▸ Task set:
1/ List every way the first paragraph of the jaimie branch essay says friends pass along music.
2/ Reproduce the section of the jaimie branch essay from "She lit up a" to "to suss out." word for word.
3/ Summarize the jaimie branch essay in three sentences.

▸ Passage:
Notes On jaimie branch’s “FLY or DIE LIVE”

FLY or DIE LIVE

One sign of good fortune is having friends who recommend good music. They share links. They loan LPs. They call out across the store when you’re digging through the crates and they find that record you have to hear. My friends James and Steve go above and beyond. A promoter and club owner, they have set up countless shows for the musicians they most admire. They’re well versed in the jazz classics, but it’s the contemporary scene they celebrate most eagerly. They’ll tell you we live in a golden age of jazz, and they back it up. And whenever they ask, “You don’t know her/him/them?”, it’s not a judgment. It’s an invitation. There was an extra charge in their voices when they first told me about trumpet player jaimie branch.

*** 

“Steve and I saw her at Real Art Ways in Hartford in 2015. She was part of Joe Morris’ Improvisations series. It was his semi-annual Spectacle bringing a large ensemble together with smaller sub-ensembles doing separate improvisations. jaimie stood out so brilliantly—Steve and I were completely blown away. I ran into her not long afterward at the Vision Festival, where we really began our friendship, however limited.” -James Keepnews

*** 

“James will probably remember the name of the show, but it was a RAW event that involved at least a dozen musicians, including jaimie and Ken Vandermark among several others, arranged in different small and large ensembles with constructions by Joe Morris as I recall. All of the musicians were ace, very impressive, but jaimie just soared above the rest with loads of alt technique, head clearing slurs, and a wild but deep-seated lyricism. James and I were both blown away and we may have even talked to her about performing at Quinns before we left. From the first time to the last time I saw her, she was just so uniquely, profoundly talented. She took some of the secrets of the world’s soul with her when she died.” -Steve Ventura

***

Surfer Maya Gabeira is being towed out to sea off the coast of Portugal while a member of her support team looks on from shore. They’re waiting for a storm to pass, scanning the horizon for the perfect wave, weighing risk and reward. Gabeira is about to surf a world record 73-foot wave, roughly thirteen times her height. The wave towers above, curving, curling, breaking. Gabeira decides to go for it, leaving a narrow wake, the faintest of chalk marks, as she slices across the surface.

***

I first saw jaimie branch when James and Steve booked her at Quinn’s in 2016. Out of the gate she made it evident what they were raving about. Seeing her perform was like staring into a starry sky, especially the quieter second set, catching a glimpse of the infinite. That sound of hers. branch exuded a unique confidence on the bandstand, too. In lesser hands it’d come across like I got this shit. You know, fine, but not uncommon. There was something about branch’s attitude that was, among other things, broader, more expansive. We got this shitthe band, me, you, everyone in the room who wants to sign on. 

I’d been going to shows at Quinn’s for about a year. Week after week James and Steve delivered a succession of head spinning musical adventures. Many of the musicians were decades into storied careers. They had deep pools of experience to draw on and offered vast discographies to explore. branch was in her early thirties, charging into the surf, yet to release her first album as a bandleader. 

She lit up a room off the bandstand, too. She seemed to size up people and situations quickly. I know she’d heard comments like my initial compliments countless times before—You sounded great!—but she was witty and generous when I finally got to the questions I had for a piece I was writing. She had a creative intensity I’d not encountered before. It was exciting to see up close. Plus, I’d read she had connections to punk rock and she wore a White Sox cap that night. (A couple of years later I’d see her wearing a Kansas City Monarchs jersey.) Jazz, punk, baseball. I didn’t know where to start. jaimie branch wasn’t easy to suss out.

▸ Record excerpts:

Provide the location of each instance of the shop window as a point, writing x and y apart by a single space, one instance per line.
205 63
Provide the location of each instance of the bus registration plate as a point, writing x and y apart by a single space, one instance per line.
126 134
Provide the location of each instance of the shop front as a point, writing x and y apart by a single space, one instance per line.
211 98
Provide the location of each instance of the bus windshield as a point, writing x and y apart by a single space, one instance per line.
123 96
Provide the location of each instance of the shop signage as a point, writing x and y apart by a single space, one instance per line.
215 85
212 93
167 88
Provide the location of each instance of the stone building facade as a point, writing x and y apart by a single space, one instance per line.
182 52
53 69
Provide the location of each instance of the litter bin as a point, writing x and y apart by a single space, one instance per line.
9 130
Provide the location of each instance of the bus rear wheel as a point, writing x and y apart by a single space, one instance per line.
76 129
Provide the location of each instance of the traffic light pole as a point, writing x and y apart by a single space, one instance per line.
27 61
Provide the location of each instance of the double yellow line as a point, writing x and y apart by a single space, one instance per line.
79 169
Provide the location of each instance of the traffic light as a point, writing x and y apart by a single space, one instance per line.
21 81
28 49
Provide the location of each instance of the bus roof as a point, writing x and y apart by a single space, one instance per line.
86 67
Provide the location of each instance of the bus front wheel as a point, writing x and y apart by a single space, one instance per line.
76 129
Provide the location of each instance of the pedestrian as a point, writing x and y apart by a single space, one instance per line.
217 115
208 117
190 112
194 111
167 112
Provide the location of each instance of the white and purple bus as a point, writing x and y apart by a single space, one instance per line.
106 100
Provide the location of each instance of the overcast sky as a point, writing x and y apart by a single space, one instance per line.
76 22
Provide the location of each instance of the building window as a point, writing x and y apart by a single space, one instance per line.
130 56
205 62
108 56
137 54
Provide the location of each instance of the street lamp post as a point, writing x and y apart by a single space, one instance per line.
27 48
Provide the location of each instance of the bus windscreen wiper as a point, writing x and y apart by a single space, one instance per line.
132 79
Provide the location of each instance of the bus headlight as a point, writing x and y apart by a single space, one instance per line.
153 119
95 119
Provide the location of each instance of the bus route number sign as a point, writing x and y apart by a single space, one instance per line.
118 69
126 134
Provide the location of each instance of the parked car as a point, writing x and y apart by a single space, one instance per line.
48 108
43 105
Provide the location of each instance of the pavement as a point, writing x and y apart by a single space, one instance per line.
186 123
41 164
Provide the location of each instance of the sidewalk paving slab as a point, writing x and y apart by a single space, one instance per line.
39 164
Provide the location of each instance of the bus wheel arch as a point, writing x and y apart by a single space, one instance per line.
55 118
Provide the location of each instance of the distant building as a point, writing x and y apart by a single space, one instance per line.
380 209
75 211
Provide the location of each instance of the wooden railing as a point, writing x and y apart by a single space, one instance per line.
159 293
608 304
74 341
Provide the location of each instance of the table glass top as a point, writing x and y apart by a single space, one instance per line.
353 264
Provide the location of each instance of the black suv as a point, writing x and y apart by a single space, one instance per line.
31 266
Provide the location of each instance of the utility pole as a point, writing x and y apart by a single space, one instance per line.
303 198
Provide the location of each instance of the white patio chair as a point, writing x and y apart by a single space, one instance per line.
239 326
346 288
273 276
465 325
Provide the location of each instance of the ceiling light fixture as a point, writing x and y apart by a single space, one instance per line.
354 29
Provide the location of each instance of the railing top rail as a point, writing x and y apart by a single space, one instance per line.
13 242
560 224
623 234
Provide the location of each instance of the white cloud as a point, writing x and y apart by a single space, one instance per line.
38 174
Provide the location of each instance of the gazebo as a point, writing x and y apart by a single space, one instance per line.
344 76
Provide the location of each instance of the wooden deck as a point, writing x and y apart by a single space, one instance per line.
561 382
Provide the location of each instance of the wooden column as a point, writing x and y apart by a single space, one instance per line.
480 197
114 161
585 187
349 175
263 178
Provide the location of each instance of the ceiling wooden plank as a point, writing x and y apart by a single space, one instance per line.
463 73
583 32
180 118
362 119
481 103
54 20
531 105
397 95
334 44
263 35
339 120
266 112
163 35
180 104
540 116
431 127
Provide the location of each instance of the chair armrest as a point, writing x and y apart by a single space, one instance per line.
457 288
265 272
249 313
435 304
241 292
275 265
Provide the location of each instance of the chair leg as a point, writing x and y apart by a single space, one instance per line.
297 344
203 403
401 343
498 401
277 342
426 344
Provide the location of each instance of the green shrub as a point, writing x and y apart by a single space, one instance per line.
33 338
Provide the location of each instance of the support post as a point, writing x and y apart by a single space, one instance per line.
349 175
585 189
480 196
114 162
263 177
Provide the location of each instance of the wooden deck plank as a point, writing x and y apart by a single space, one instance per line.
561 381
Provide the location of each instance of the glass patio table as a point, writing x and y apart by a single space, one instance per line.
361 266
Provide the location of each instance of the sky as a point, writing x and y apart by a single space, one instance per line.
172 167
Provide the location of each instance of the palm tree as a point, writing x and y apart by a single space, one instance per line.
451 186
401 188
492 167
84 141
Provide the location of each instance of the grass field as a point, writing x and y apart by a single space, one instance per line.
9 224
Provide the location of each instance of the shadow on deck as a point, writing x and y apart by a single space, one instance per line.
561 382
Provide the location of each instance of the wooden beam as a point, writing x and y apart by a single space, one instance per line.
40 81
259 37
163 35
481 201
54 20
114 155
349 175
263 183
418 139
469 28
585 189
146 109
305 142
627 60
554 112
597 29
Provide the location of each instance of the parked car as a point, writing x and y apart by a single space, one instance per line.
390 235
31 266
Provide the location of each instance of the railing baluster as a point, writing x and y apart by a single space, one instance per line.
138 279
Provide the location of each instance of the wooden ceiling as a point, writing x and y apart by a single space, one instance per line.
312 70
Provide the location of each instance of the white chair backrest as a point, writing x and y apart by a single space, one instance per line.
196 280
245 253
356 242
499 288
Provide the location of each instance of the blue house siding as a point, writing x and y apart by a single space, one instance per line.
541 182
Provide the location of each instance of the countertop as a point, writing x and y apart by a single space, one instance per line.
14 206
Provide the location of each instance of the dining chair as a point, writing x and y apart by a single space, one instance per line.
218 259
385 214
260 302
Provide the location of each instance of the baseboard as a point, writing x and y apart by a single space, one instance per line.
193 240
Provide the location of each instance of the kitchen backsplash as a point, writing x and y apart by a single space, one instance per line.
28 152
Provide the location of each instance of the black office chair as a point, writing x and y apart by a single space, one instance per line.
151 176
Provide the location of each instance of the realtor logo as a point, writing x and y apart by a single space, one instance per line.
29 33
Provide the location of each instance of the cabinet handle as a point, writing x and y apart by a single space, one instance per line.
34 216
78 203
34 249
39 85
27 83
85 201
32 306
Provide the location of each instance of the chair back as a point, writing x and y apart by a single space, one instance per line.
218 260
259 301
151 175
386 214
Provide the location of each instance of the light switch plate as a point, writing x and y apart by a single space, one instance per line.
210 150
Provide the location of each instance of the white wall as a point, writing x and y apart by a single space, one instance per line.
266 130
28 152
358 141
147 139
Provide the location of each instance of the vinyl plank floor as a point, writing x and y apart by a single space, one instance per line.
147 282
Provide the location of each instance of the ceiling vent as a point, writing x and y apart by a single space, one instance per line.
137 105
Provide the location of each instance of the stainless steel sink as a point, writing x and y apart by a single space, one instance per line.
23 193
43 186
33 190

▸ Solved tasks:
1/
- They share links.
- They loan LPs.
- They call out across the store when they find a record you have to hear.

2/
She lit up a room off the bandstand, too. She seemed to size up people and situations quickly. I know she’d heard comments like my initial compliments countless times before—You sounded great!—but she was witty and generous when I finally got to the questions I had for a piece I was writing. She had a creative intensity I’d not encountered before. It was exciting to see up close. Plus, I’d read she had connections to punk rock and she wore a White Sox cap that night. (A couple of years later I’d see her wearing a Kansas City Monarchs jersey.) Jazz, punk, baseball. I didn’t know where to start. jaimie branch wasn’t easy to suss out.

3/ The writer's friends James and Steve, a promoter and a club owner, were blown away by trumpet player jaimie branch at Real Art Ways in Hartford in 2015. The writer first saw her when they booked her at Quinn's in 2016, when she was in her early thirties and had yet to release her first album as a bandleader. Her sound, her expansive confidence on the bandstand, and her witty, intense presence off it made a deep impression on the writer.